- _Objective_:
Would you carry on the piece about blindness and sight in John 9, picking up right after its last sentence?

- _Supplied passage_:
## begin

What Do You Want 9: Blindness and Blindness or Sight and Sight?

Nov
21
2011

Issue 402

It is possible to describe life and work as learning to see. As a child you learned to see the distinction between yourself and the world. As life goes on, you learn to describe with more accuracy and detail, your world and yourself.

As work impacts you more and more, you acquire the skill of seeing what others cannot see without your training.

Physical sight is one of God’s greatest gifts – given for you to enjoy. To be born without this gift has led some onlookers to propose that the individual denied the gift may have offended the giver in some way. If not the individual, than perhaps the parents are receiving punishment by being denied sight in their child.

So Jesus gets asked a question (John 9) when encountering such a person. ‘Who sinned, him or his parents?’ The questioners could not see any other explanation.

Jesus’ reply is a real eye-opener. ‘Neither!’ In this man’s case, Jesus explained, he has this condition so that the work of God could be displayed in him.

It’s a shocking answer. This man was born blind in order to showcase the power of God.

Jesus proceeds to heal him in a two-stage process.

Jesus’ answer opens up a line of thinking. Having some affliction, problem or difficulty may, in some cases, take place so that God can work in an individual’s life for greater good.

Before you write this off as a cop-out, which most people would do, you might like to see that such afflictions are a fact. Whatever you believe about them doesn’t change that fact – they exist. Maybe you have one in your own life – your interpretation will not change the fact of its existence.

Jesus, however, is identifying that, in some cases, the presence of an affliction, followed by divine relief or release from it,causes a better life than never having had the affliction at all. In fact, in some cases, that was why the affliction was present in the first place.

It’s controversial to be sure. It’s hard to see it that way, unless you are prepared to go even further.

This congenital blind man was healed of his blindness. What he encountered straight away was another form of blindness in others.

## end

- _Data excerpt_:

## begin

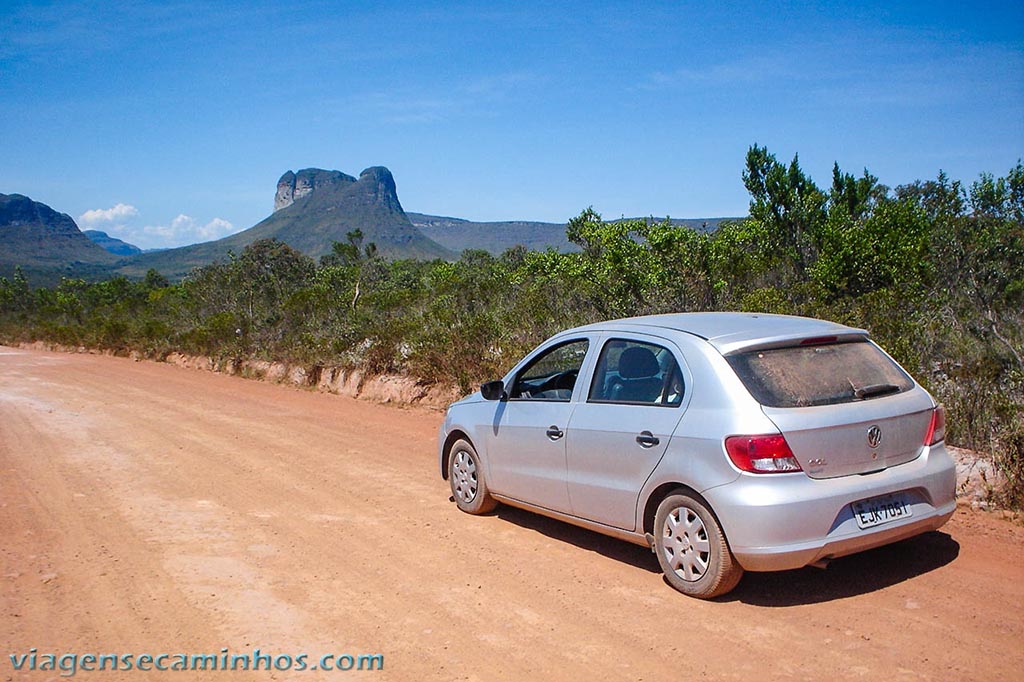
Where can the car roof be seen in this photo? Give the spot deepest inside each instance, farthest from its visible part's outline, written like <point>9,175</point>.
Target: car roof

## end

- _Task result_:
The religious authorities couldn’t see a miracle because it had taken place on the Sabbath. His own parents couldn’t see the revolution in his life because they were overcome with fear.

Others couldn’t see that Jesus’ action demonstrated his own credentials.

These onlookers had physical sight but couldn’t see the bright light in human form right in front of their eyes.

Now you and I have to see that it was not their inability to see that really infuriated Jesus. Inability never infuriated him. What caused his anger was their refusal to let him open their eyes to see the deep, wide, high and long truth he had brought with him. They pretended to see and refused to be enlightened. That was their folly. They did not want to see because they thought they already could.

When Jesus reconnects with the released man, he invites him to a second eye-opening process. Thrown out of the temple for daring to state the blindingly obvious, the man is now invited to believe in Jesus. He excepts the invitation and worship follows.

Now the whole story makes sense for him. He would not have been willing to believe in Jesus if he had not had his physical eyes open. He would have not had had his physical eyes opened if he had not been blind in the first place.

His final condition was to be the recipient of a gift of spiritual sight – of eyes that will never close again – even in death. He was to be the recipient of the vista of paradise – of never ending beauty. For that is the point of life. That is the point of everything.

Has it occurred to you that God would use anything he can to get you there, even your affliction, even the death of his son, even your congenital weaknesses even a samaritan who passes through your life? It is because, until you see the authentic light, life does not make sense. You look for someone to blame or his parents. You look at a law, a ritual, or regulation. When you allow Jesus to give you spiritual sight, you can finally worship. Then all of life becomes worship. Your work becomes worship. Your mundane tasks become worship.

So what do you want? Do you want to see? I mean really see. It’s always a multi-stage process. Then the light dawns and the darkness is not dark ever again.

BIBLE SECTION

John 9

1 As he went along, he saw a man blind from birth. 2 His disciples asked him, “Rabbi, who sinned, this man or his parents, that he was born blind?”

3 “Neither this man nor his parents sinned,” said Jesus, “but this happened so that the works of God might be displayed in him. 4 As long as it is day, we must do the works of him who sent me. Night is coming, when no one can work. 5 While I am in the world, I am the light of the world.”

6 After saying this, he spit on the ground, made some mud with the saliva, and put it on the man’s eyes. 7 “Go,” he told him, “wash in the Pool of Siloam” (this word means “Sent”). So the man went and washed, and came home seeing.

8 His neighbors and those who had formerly seen him begging asked, “Isn’t this the same man who used to sit and beg?” 9 Some claimed that he was.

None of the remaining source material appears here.